- **Given passage**:
▼▼▼

The problem with this is that code is no longer being handled like code, but like a string of characters. This is certainly a powerful metaprogramming mechanism (it can say anything you can for obvious reasons), but it discards that notion of modelling the code in the abstract sense. For instance, it becomes more cumbersome to filter a macro through another macro because all the compiler gets is a string. Compilers shouldn't have to parse the code they've just created. My suggested meta{} syntax is just shorthand for creating AST nodes directly. For instance Expression e = meta { $x = $x + 1; } would be more or less synonymous with Expression e = new AssignStatement( x, new AddExpression(x, new IntegerLiteral(1)) ); If nothing else, this is going to be a bit faster, as no strings are generated just so they can be reconsumed. The other advantage is that we're staying very close to the problem domain. When generating code, we want to have a "code literal". A meta{} block is precisely that. The $ notation is exactly what it is in Perl: interpolating a code literal with variables. Frankly, though, I can't help but think that all this couldn't itself be implemented as a macro. The core compiler would only have to expose a standard class heirarchy representing its various AST nodes (which would probably coincide with the compiler's internal structures, but doesn't necessarily have to--the compiler merely has to do some extra work to convert the two) It may be worthwhile to require that macros to be "activated" with something like: import macro foobar; // activates all macros defined in foobar.dll This minimizes potential screwups due to unexpected macro expansion.

▲▲▲

- **Requirement**:
Carry on the passage about macros and AST-building meta{} blocks, picking up after its final sentence.

- **Records**:
▼▼▼

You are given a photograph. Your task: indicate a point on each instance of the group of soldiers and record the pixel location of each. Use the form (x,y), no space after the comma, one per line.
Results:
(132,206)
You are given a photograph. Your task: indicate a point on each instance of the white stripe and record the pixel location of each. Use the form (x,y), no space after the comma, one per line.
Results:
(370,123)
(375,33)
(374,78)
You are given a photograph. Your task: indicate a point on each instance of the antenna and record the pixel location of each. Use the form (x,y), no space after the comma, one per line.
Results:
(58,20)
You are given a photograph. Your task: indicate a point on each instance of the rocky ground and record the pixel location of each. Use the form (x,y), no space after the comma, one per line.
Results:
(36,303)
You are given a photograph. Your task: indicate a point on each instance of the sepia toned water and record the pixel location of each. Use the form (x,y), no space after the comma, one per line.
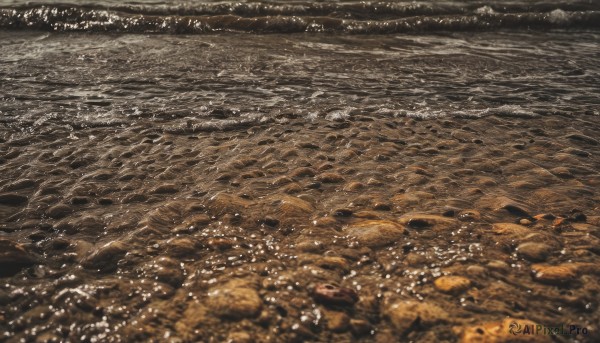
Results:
(299,171)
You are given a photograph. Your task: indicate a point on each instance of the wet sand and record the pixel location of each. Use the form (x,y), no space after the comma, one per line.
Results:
(368,228)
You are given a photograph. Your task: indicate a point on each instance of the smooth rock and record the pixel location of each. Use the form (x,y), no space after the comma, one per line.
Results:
(106,257)
(427,221)
(376,233)
(226,203)
(560,274)
(508,331)
(59,211)
(510,229)
(533,251)
(337,321)
(335,295)
(13,258)
(404,314)
(165,189)
(239,337)
(11,199)
(330,178)
(469,216)
(452,284)
(234,302)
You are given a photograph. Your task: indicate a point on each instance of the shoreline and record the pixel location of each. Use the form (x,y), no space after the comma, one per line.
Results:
(236,234)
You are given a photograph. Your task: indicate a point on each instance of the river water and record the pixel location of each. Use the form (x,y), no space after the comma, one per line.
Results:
(198,171)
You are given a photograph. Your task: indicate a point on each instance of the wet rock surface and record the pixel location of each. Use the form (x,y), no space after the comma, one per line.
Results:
(245,235)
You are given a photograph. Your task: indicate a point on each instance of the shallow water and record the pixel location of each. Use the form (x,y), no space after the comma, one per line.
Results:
(307,186)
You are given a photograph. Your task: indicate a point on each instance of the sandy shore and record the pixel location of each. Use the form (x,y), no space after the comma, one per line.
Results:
(368,229)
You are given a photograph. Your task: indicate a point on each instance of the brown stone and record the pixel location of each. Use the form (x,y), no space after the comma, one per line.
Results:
(452,284)
(375,233)
(508,331)
(560,274)
(427,221)
(234,302)
(534,251)
(404,314)
(106,257)
(337,321)
(330,178)
(13,258)
(226,203)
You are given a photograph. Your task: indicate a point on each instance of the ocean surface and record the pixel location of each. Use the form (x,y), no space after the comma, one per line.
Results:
(290,171)
(113,62)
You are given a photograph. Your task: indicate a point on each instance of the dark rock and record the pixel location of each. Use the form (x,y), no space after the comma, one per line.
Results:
(13,258)
(11,199)
(334,295)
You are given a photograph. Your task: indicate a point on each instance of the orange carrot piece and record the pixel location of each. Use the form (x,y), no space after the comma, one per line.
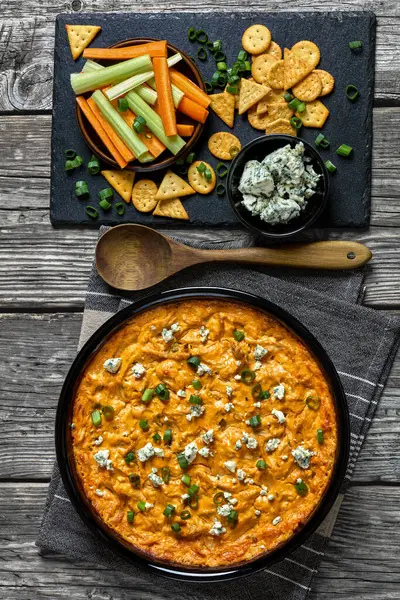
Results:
(95,123)
(122,148)
(193,110)
(190,89)
(158,48)
(185,130)
(164,95)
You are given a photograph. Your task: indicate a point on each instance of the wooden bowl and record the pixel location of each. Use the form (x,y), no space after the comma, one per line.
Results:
(166,159)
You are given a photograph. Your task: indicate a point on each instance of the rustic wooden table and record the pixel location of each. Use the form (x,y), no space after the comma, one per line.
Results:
(43,275)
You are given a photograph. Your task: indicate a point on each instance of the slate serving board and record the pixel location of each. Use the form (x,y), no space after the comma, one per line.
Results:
(350,123)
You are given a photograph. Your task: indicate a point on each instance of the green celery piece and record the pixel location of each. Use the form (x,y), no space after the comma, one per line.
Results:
(174,143)
(86,82)
(120,127)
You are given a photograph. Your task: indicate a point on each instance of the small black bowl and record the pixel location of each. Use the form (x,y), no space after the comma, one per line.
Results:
(257,150)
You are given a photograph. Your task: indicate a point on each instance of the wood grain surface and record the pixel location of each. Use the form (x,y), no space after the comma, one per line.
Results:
(43,276)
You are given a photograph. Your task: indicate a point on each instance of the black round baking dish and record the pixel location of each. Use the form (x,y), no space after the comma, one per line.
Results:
(111,538)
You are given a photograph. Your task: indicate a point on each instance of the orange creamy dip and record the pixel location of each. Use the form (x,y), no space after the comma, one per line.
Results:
(257,462)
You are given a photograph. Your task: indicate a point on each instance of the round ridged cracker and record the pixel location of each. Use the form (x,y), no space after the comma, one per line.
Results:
(327,80)
(307,51)
(198,181)
(261,66)
(144,195)
(275,50)
(220,143)
(256,39)
(309,88)
(276,74)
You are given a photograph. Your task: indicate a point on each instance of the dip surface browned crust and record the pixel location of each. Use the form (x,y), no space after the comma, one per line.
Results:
(253,426)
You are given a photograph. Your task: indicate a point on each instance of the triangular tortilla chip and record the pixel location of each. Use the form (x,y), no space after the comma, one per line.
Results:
(173,186)
(295,69)
(80,36)
(250,93)
(172,208)
(224,106)
(121,181)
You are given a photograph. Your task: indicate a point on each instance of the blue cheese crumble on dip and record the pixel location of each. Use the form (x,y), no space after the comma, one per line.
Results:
(277,189)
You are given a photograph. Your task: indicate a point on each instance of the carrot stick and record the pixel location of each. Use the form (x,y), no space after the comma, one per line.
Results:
(121,147)
(193,110)
(158,48)
(164,95)
(191,90)
(95,123)
(185,130)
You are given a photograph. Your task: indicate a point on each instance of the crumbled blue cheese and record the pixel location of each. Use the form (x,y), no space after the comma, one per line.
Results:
(279,391)
(202,369)
(190,452)
(148,451)
(112,365)
(204,333)
(217,528)
(279,415)
(230,465)
(155,479)
(302,456)
(272,444)
(259,352)
(102,457)
(138,370)
(208,436)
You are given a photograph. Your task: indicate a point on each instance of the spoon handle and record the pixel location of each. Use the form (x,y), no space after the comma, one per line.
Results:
(314,255)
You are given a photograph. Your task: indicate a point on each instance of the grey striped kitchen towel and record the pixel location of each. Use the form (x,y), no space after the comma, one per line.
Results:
(362,344)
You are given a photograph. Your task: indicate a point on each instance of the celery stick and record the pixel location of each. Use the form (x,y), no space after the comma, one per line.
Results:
(146,94)
(174,143)
(120,127)
(85,82)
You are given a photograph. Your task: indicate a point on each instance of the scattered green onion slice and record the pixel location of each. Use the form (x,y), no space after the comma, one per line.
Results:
(130,515)
(296,122)
(193,362)
(186,479)
(330,166)
(91,212)
(108,413)
(134,478)
(196,383)
(238,335)
(301,487)
(81,189)
(122,105)
(147,395)
(120,208)
(248,376)
(255,421)
(201,36)
(313,402)
(344,150)
(169,510)
(144,424)
(202,54)
(96,418)
(162,391)
(352,92)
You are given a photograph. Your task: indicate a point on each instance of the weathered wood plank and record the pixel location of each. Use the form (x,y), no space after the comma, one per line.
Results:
(42,347)
(360,563)
(26,45)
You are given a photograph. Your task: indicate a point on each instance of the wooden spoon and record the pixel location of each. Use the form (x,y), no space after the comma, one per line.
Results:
(134,257)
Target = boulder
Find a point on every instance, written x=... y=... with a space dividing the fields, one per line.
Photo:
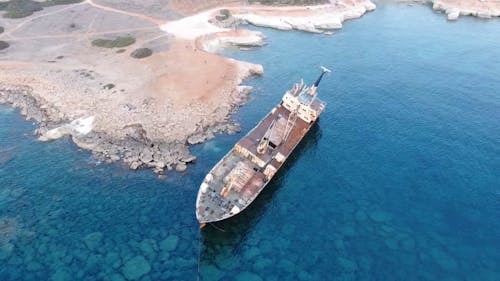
x=169 y=244
x=453 y=14
x=247 y=276
x=197 y=138
x=136 y=268
x=180 y=167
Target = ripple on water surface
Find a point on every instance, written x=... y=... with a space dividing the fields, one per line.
x=398 y=181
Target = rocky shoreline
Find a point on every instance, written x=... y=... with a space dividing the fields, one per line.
x=134 y=147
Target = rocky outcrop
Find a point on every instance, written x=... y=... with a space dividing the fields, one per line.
x=314 y=20
x=239 y=38
x=132 y=144
x=455 y=9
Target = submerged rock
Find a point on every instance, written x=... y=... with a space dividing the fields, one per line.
x=247 y=276
x=347 y=264
x=210 y=272
x=181 y=167
x=136 y=268
x=169 y=244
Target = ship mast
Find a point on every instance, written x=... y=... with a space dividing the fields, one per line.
x=313 y=89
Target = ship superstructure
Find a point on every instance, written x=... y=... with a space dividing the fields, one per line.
x=236 y=180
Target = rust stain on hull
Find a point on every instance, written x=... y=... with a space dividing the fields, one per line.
x=239 y=177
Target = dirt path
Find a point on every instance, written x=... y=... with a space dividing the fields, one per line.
x=131 y=14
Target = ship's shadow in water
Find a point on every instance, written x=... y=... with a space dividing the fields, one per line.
x=229 y=234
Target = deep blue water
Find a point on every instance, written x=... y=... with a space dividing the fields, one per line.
x=400 y=180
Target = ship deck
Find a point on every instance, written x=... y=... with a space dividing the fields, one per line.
x=248 y=179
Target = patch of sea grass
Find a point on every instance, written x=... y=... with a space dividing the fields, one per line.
x=118 y=42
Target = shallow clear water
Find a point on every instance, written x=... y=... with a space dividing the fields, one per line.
x=400 y=180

▲▲▲

- **Final result**:
 The compiler would expand the meta statement into the following to generate an
 extension .dll. (it could also make a first pass to collect all meta statements
 into a single dll if need be).
Proposed massacre: (dropping namespaces for brevity. assume all type names are standard lib type things)
 import std.compiler;
  
 Expression format_metahandle(Expression[] _args) {
 	Expression result;
 	for (Expression arg; args)
 		result = meta {
 			// still using $ because I can't think of anything better
 			( $result ).format( $arg );
 		};
 	}
 	return result;
 }
 
 MacroArgumentList format_arguments =
MacroArgumentList.createVariadicArgumentList();
 
 // DLLNAME is the same name as the .dll file, sans extension.
 extern (C) MacroDefinition[] init_DLLNAME() { 
 	MacroDefinition[] macros;
 
 	// macros are expanded before argument resolution, so
 	// we don't need to talk about whether it has a return type
 	// or what that type is.  We do, however, need to tell the
 	// compiler how the macro is used syntactically.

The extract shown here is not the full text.